• [所给文章]:
第四篇:空一缕余香在此奚啸伯往事(第6/7页)

出院之后,生活依旧清苦。十五元的生活费扣除十二元的伙食费以后,他只能拿到三块钱。奚啸伯的烟抽得厉害,所以这三块钱里,还包括烟钱。他专买一毛钱一盒的“太阳”牌纸烟。如果伙食费里能剩下一两毛的话,他就拿来买火柴。

这叫生活?中国人的忍辱负重、苟且偷生,无敌于全世界。

【因他而死,为他而瘫】

陈宝山是奚啸伯的“跟包”(京剧术语。戏班里的主要演员自己配备和随带的琴师、鼓师和后台服务人员)。奚啸伯从来没亏待过他。俩人相处极好,像是亲兄弟。“文革”中,奚啸伯挨批斗。陈宝山心里同情,可不敢有半点流露。一次,剧团到工厂俱乐部演出,奚啸伯父子下午就赶到演出地点打扫前后台、装台、打水,做演出的准备。奚啸伯有些劳累,开戏前躺在戏箱上面休息,不知不觉就睡着了。陈宝山看见他蜷缩着身子,怕他冻着,便偷偷给奚啸伯盖上了自己的棉大衣。这事被“革命群众”看见,揭发后被造反派狠狠训斥了一顿。

• [任务]: 请根据文章说出奚啸伯专门购买的是哪种纸烟。 以下记录与本题无关。

• [所给记录]:
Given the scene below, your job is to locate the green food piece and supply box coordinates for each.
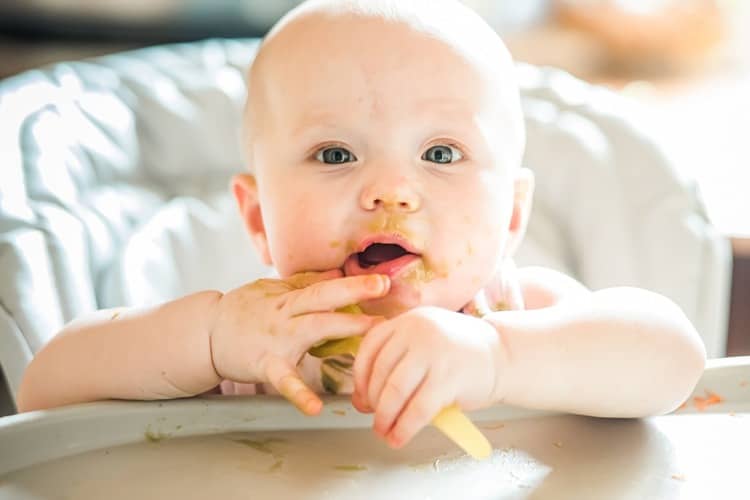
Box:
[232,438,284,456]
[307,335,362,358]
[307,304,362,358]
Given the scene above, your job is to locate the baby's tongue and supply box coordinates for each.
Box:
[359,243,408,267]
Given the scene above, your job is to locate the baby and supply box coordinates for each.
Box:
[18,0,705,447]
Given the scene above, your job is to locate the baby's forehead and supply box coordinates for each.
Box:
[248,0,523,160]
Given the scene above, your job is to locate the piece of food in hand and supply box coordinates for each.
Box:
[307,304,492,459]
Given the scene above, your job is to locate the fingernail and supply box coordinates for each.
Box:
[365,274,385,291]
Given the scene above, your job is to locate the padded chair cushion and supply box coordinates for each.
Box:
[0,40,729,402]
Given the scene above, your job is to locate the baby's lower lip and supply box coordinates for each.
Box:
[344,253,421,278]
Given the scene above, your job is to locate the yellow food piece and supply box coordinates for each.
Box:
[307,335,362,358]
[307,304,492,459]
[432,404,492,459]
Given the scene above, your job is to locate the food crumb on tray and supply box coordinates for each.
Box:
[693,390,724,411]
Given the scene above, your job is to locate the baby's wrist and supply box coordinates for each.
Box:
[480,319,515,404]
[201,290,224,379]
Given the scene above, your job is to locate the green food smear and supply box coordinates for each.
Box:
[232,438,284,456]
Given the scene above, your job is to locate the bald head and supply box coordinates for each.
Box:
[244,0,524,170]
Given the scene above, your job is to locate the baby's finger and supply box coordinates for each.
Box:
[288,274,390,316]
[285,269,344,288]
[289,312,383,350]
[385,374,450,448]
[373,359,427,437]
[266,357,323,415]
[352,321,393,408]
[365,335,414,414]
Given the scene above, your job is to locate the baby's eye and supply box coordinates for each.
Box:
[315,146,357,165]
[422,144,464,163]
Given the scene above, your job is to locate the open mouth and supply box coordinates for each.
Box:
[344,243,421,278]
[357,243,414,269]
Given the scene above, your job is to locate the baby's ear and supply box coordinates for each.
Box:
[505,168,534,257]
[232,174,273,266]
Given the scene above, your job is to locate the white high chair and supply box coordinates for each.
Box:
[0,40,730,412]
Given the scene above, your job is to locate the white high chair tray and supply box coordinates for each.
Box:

...

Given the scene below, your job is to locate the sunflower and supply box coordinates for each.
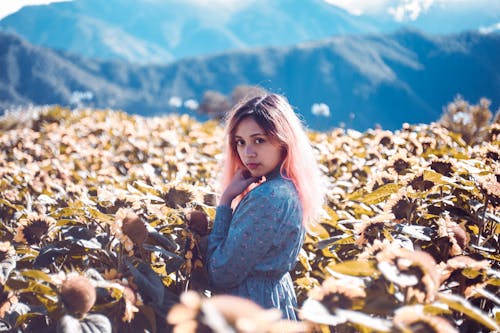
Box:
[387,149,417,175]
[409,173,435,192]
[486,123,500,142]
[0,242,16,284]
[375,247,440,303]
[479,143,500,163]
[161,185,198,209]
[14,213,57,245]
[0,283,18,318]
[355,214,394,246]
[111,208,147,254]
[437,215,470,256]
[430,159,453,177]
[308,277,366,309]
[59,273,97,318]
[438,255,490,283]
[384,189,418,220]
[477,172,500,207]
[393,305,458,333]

• [练习答案]: 一毛钱一盒的“太阳”牌纸烟。